▶ **Work request**: Please copy every line of the data in which the string "below" appears.

▶ **Source information**:
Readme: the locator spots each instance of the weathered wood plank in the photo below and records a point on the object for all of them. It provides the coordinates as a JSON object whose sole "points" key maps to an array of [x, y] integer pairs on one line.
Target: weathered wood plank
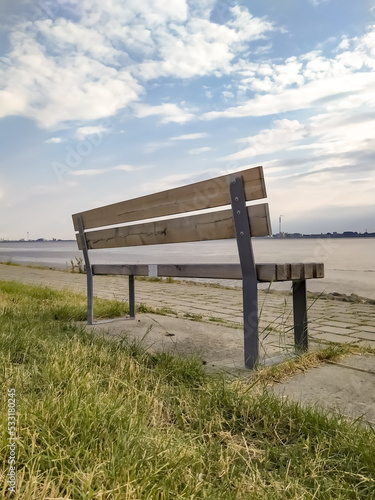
{"points": [[198, 196], [265, 272], [208, 226]]}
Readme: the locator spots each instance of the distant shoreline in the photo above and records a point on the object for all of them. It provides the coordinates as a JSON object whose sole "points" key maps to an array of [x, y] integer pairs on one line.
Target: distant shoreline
{"points": [[278, 236]]}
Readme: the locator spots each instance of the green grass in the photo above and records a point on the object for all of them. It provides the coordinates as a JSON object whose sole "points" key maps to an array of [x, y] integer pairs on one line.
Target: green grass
{"points": [[98, 419]]}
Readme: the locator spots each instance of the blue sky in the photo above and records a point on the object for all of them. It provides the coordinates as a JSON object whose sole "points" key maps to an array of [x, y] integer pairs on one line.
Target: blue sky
{"points": [[104, 101]]}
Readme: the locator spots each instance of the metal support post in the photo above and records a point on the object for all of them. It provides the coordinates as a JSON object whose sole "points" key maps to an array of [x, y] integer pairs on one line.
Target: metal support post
{"points": [[90, 284], [249, 276], [131, 297], [300, 316]]}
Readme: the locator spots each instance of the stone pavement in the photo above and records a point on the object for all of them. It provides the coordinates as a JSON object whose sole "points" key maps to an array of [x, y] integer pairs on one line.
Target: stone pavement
{"points": [[329, 320], [207, 320]]}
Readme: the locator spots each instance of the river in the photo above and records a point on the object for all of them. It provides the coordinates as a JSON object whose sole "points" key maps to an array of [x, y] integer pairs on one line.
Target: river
{"points": [[349, 262]]}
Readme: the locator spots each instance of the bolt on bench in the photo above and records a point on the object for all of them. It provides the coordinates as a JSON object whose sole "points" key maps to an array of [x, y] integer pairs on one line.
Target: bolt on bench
{"points": [[239, 221]]}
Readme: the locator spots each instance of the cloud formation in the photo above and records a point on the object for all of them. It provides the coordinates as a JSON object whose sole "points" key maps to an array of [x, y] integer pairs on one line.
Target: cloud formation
{"points": [[84, 62]]}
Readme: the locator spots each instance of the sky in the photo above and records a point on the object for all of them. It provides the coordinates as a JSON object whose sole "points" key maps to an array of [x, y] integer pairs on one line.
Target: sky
{"points": [[106, 101]]}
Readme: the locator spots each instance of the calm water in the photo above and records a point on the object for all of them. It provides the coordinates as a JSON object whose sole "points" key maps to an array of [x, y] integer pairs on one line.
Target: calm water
{"points": [[349, 262]]}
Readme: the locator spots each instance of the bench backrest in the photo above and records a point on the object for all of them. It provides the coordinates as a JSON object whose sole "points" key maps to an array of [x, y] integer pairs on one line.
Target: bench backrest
{"points": [[209, 225]]}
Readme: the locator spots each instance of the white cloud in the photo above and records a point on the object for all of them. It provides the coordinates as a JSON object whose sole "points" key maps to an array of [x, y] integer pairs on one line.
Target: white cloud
{"points": [[199, 151], [98, 171], [169, 112], [88, 172], [124, 168], [54, 140], [99, 130], [189, 137], [283, 135], [315, 3], [77, 68], [54, 90]]}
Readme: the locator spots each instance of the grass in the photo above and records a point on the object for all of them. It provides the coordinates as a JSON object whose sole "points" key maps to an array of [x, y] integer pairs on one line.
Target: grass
{"points": [[98, 419]]}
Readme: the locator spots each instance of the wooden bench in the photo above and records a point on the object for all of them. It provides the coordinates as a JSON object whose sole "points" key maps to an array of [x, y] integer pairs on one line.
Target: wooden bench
{"points": [[235, 219]]}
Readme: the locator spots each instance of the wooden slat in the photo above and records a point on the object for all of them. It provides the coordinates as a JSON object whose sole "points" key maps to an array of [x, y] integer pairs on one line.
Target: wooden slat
{"points": [[198, 196], [218, 271], [259, 217], [208, 226], [265, 272]]}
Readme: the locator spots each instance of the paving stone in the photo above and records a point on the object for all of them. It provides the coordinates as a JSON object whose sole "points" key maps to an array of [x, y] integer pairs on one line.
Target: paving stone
{"points": [[333, 329], [364, 335], [331, 337], [368, 329]]}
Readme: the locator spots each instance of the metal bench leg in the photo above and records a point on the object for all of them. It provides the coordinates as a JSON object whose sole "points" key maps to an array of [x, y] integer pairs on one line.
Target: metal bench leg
{"points": [[131, 297], [250, 319], [90, 293], [249, 275], [300, 316]]}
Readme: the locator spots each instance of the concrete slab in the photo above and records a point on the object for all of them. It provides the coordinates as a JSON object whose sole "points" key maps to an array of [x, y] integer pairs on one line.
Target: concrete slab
{"points": [[220, 347], [347, 386]]}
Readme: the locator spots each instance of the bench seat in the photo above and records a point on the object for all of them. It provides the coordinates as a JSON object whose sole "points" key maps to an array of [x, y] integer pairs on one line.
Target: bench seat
{"points": [[266, 273]]}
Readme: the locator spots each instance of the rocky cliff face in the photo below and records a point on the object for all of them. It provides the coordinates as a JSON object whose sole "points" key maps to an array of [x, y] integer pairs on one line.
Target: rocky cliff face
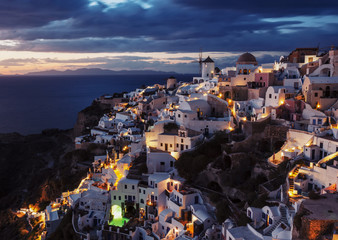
{"points": [[89, 117], [36, 169]]}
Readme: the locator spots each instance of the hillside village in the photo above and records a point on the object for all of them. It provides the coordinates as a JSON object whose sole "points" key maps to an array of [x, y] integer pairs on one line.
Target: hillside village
{"points": [[180, 157]]}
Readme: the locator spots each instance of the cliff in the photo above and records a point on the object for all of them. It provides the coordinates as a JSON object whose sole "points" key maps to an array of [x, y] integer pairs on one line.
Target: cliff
{"points": [[89, 117]]}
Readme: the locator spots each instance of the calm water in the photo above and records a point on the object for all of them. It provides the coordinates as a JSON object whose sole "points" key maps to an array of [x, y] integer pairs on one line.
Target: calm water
{"points": [[29, 104]]}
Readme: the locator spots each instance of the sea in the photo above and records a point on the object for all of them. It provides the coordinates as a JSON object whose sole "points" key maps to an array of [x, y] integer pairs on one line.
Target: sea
{"points": [[30, 104]]}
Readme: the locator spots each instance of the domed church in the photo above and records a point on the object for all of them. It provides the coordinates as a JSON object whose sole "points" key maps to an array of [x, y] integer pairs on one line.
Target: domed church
{"points": [[246, 64]]}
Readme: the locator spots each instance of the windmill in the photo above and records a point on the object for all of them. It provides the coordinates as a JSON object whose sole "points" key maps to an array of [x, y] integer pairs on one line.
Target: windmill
{"points": [[199, 60]]}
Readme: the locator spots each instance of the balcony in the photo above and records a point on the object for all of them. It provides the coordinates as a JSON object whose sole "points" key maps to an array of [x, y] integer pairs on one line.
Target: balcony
{"points": [[172, 199]]}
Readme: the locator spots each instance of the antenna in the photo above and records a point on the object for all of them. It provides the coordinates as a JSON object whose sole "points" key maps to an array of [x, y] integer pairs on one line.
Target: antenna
{"points": [[200, 60]]}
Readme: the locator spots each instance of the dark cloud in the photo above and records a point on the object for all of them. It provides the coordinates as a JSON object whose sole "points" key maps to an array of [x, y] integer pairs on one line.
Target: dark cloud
{"points": [[171, 25]]}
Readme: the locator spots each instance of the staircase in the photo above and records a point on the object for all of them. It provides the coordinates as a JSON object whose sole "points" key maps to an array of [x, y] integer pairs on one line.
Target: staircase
{"points": [[283, 219], [292, 178]]}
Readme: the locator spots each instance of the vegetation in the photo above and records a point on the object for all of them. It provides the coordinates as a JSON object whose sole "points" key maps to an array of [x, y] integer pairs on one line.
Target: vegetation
{"points": [[65, 229], [190, 164]]}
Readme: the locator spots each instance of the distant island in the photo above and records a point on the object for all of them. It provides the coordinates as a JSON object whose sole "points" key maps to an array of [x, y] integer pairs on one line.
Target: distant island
{"points": [[97, 71]]}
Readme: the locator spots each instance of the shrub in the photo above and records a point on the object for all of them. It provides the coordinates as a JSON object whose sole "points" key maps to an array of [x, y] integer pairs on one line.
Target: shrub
{"points": [[313, 195]]}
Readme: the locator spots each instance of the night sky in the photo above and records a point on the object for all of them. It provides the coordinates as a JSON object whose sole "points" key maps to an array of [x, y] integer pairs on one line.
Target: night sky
{"points": [[161, 35]]}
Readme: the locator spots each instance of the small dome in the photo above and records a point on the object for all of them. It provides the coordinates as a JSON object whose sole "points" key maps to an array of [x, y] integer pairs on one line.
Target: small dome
{"points": [[247, 58]]}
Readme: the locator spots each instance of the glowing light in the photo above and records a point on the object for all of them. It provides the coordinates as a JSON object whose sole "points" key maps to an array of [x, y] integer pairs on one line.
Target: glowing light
{"points": [[118, 219]]}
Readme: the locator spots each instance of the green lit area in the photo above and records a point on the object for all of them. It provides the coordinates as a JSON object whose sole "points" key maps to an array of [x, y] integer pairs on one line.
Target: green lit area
{"points": [[118, 220]]}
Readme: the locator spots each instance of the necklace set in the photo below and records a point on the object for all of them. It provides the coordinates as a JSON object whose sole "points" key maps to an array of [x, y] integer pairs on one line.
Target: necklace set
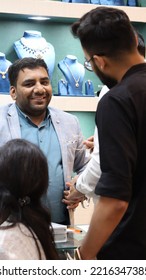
{"points": [[75, 80], [36, 52]]}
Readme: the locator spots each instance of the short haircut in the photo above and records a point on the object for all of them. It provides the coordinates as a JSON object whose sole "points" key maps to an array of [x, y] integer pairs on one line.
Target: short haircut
{"points": [[105, 31]]}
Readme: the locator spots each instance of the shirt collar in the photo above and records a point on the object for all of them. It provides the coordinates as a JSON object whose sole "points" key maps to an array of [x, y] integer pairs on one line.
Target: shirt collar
{"points": [[22, 114]]}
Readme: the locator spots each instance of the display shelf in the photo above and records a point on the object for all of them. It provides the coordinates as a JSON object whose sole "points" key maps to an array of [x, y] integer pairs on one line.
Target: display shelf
{"points": [[81, 104], [62, 10]]}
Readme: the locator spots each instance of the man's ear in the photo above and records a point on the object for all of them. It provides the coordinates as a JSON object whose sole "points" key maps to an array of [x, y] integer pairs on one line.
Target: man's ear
{"points": [[13, 92], [99, 61]]}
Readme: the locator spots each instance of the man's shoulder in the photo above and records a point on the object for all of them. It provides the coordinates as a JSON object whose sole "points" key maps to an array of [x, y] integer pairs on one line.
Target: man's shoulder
{"points": [[61, 113], [5, 108]]}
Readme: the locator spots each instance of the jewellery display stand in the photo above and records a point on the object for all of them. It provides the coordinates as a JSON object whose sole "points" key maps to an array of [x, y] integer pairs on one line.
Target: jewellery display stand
{"points": [[73, 72], [4, 81], [89, 90], [62, 88], [32, 44]]}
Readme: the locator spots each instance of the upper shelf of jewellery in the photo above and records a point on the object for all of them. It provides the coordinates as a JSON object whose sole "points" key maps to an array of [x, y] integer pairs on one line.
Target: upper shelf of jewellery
{"points": [[58, 9], [87, 104]]}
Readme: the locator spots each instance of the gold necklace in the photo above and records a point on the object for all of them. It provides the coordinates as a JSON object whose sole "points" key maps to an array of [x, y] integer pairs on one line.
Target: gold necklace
{"points": [[3, 73], [76, 80]]}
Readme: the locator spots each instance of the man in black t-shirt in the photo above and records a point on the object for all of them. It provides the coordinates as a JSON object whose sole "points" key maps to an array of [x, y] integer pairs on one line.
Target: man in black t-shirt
{"points": [[118, 225]]}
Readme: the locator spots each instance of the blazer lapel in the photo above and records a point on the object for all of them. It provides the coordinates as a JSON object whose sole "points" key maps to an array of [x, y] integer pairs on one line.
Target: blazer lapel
{"points": [[13, 122]]}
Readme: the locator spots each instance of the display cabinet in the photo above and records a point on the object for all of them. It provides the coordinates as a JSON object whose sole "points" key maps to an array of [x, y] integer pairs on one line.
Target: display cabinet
{"points": [[59, 15]]}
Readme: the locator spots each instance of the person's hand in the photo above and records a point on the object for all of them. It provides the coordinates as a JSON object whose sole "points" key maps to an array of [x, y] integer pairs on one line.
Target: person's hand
{"points": [[89, 143], [72, 197]]}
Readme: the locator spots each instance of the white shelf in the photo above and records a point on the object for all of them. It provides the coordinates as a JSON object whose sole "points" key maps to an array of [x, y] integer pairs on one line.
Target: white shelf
{"points": [[81, 104], [63, 10]]}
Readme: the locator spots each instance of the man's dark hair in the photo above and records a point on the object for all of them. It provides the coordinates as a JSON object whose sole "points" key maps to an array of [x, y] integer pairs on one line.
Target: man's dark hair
{"points": [[105, 31], [21, 64], [141, 44]]}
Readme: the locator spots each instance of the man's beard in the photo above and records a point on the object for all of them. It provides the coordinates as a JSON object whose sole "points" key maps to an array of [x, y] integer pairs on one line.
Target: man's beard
{"points": [[105, 79]]}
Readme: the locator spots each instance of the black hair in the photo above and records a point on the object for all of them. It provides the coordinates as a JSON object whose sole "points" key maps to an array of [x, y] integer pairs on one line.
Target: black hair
{"points": [[141, 44], [105, 31], [24, 176], [20, 64]]}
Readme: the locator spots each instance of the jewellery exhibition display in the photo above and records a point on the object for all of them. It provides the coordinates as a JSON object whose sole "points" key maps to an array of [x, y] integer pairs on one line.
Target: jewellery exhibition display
{"points": [[74, 73], [4, 81], [32, 44]]}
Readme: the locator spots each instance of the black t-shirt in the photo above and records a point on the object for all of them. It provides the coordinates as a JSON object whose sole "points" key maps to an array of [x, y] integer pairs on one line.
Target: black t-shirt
{"points": [[121, 122]]}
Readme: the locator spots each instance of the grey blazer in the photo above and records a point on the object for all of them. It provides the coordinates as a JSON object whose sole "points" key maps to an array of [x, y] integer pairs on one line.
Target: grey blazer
{"points": [[68, 131]]}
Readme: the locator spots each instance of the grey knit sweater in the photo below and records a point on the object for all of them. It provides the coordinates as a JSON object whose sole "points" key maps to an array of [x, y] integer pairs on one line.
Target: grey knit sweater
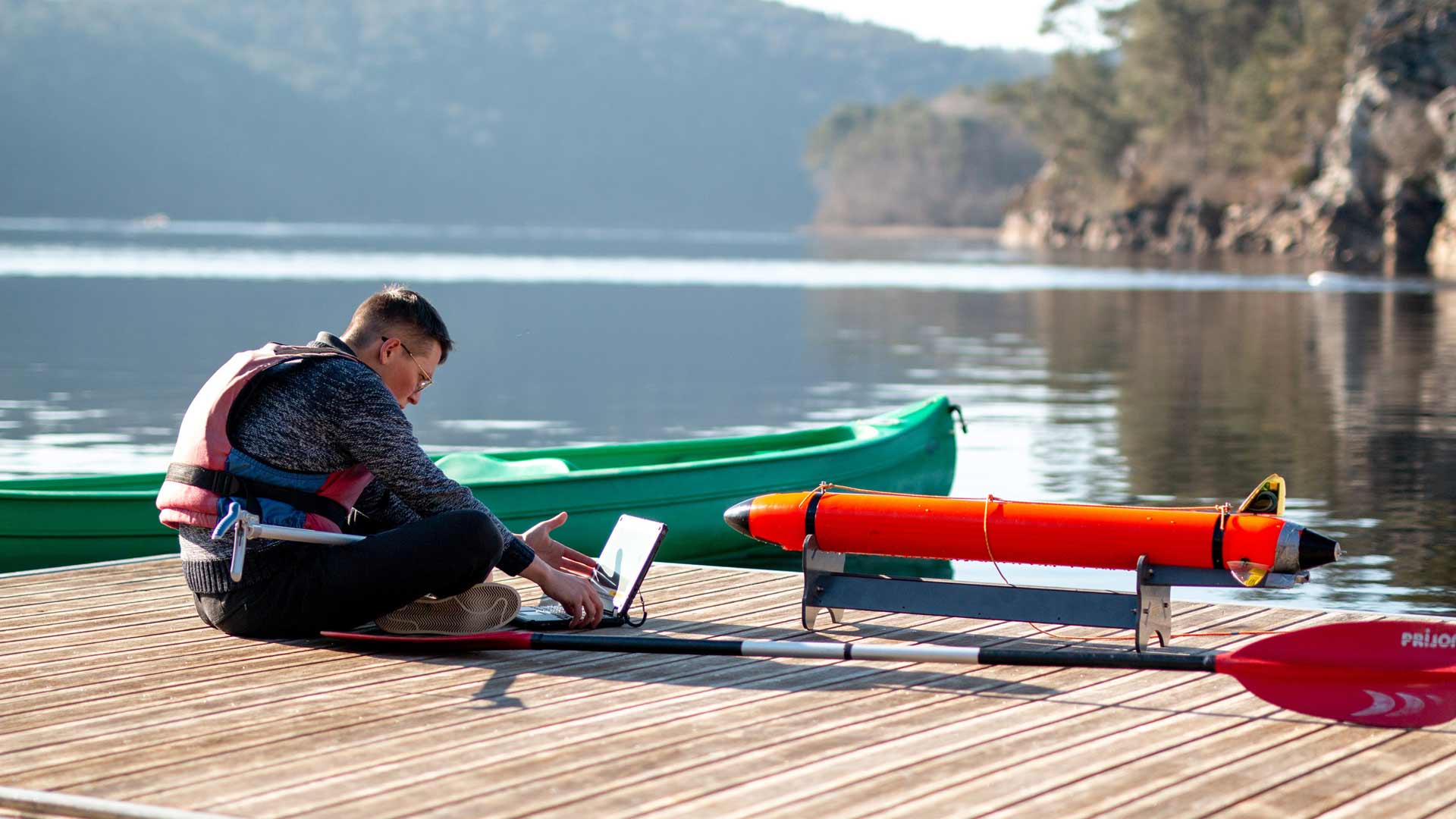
{"points": [[321, 416]]}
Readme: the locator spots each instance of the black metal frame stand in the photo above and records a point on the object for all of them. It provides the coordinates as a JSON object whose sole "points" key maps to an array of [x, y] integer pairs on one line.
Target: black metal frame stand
{"points": [[1147, 611]]}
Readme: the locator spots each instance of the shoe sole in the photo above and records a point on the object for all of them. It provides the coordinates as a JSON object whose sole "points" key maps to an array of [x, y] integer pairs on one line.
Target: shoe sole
{"points": [[479, 608]]}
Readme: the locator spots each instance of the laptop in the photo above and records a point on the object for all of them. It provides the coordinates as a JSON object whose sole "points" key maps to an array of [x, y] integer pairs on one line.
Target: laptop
{"points": [[619, 575]]}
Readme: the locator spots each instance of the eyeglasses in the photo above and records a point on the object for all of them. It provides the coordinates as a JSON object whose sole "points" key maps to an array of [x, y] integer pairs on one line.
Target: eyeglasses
{"points": [[424, 378]]}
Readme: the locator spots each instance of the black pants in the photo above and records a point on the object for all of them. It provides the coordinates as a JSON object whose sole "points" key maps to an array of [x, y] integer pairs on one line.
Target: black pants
{"points": [[341, 588]]}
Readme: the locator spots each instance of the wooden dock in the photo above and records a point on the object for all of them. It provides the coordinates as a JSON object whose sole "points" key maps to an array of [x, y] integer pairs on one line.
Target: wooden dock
{"points": [[112, 689]]}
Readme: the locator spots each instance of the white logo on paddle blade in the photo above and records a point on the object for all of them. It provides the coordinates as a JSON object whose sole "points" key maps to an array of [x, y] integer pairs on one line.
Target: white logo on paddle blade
{"points": [[1383, 704]]}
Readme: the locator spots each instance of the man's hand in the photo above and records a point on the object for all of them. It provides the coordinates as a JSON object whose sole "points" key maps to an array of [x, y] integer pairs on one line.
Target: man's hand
{"points": [[554, 553], [574, 594]]}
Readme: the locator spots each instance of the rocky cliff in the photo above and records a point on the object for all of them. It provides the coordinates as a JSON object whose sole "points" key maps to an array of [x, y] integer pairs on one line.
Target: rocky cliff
{"points": [[1382, 191]]}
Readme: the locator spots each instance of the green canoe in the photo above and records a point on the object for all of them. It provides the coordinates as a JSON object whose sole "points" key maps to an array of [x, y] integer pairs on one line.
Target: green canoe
{"points": [[686, 484]]}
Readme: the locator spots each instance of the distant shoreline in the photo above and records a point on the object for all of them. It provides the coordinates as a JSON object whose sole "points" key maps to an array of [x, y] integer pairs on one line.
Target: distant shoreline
{"points": [[899, 232]]}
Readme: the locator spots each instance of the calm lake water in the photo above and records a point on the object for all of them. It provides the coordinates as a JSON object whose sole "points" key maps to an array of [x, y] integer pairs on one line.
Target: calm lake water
{"points": [[1079, 382]]}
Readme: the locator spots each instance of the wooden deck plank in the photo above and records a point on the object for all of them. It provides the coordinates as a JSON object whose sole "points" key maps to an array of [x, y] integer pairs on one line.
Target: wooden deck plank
{"points": [[761, 687], [1110, 701], [626, 736], [1424, 792], [268, 676], [783, 763], [1389, 758], [109, 657], [108, 668], [628, 670], [1002, 786], [381, 667]]}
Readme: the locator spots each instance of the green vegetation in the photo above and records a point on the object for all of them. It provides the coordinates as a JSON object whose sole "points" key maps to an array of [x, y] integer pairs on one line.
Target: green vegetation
{"points": [[1218, 98], [604, 112], [952, 161]]}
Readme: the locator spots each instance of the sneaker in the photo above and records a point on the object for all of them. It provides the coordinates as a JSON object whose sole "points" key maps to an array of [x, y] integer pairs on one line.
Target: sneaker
{"points": [[484, 607]]}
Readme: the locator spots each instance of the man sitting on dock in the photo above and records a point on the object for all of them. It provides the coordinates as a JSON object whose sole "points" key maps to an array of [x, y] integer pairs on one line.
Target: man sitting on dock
{"points": [[316, 438]]}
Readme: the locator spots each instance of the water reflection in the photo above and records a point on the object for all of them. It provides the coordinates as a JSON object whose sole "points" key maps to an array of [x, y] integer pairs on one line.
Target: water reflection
{"points": [[1190, 398], [1141, 387]]}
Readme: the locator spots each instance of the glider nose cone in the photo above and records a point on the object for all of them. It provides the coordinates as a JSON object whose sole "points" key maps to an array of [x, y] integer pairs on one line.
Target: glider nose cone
{"points": [[737, 516], [1316, 550]]}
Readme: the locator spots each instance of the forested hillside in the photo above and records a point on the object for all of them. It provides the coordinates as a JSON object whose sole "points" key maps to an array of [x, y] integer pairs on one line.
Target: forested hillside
{"points": [[607, 112], [946, 162], [1312, 127]]}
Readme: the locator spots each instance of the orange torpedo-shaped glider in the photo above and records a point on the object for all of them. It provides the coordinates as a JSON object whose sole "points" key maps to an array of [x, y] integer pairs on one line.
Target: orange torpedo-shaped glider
{"points": [[1043, 534]]}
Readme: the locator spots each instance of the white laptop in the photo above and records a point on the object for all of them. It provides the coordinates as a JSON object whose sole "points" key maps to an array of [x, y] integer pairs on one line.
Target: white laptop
{"points": [[619, 575]]}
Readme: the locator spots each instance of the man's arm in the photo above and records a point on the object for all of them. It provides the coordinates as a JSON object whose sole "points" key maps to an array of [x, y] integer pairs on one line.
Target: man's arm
{"points": [[373, 430]]}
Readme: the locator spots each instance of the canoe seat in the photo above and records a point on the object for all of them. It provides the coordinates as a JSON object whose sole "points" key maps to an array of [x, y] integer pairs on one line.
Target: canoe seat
{"points": [[473, 468]]}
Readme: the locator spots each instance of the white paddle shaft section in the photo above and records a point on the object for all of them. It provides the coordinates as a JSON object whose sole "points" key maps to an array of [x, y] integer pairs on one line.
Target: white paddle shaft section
{"points": [[69, 805], [859, 651], [300, 535]]}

▶ **Exercise response**:
Readme: the locator spots each instance of the weathered wood plank in the photo below and records a point on the object for all of them. It provides the coordinates as a JSON object whose sole "points" key maps to an array of [x, y] integer pairs on one line.
Readme: the locator spots each instance of the rocky cliff face in the photo below and records a point on the object for all of them. It provides the coordinates as a JSON object whose sole "points" key maps to an array of [x, y] integer pairs on one line.
Readme: the locator spots each instance of the necklace set in the photo below and records a point on the object for all of them. It provides the coordinates as a JSON object whose sole "points" key maps to an array of [x, y] integer pairs on one line.
Readme: the locator spots each instance of the grey knit sweater in the photo below and records a point on the object for all of them. It provides the coordinates as a JSON object whose sole "points" key maps to an array of [x, y] integer pairs on one line.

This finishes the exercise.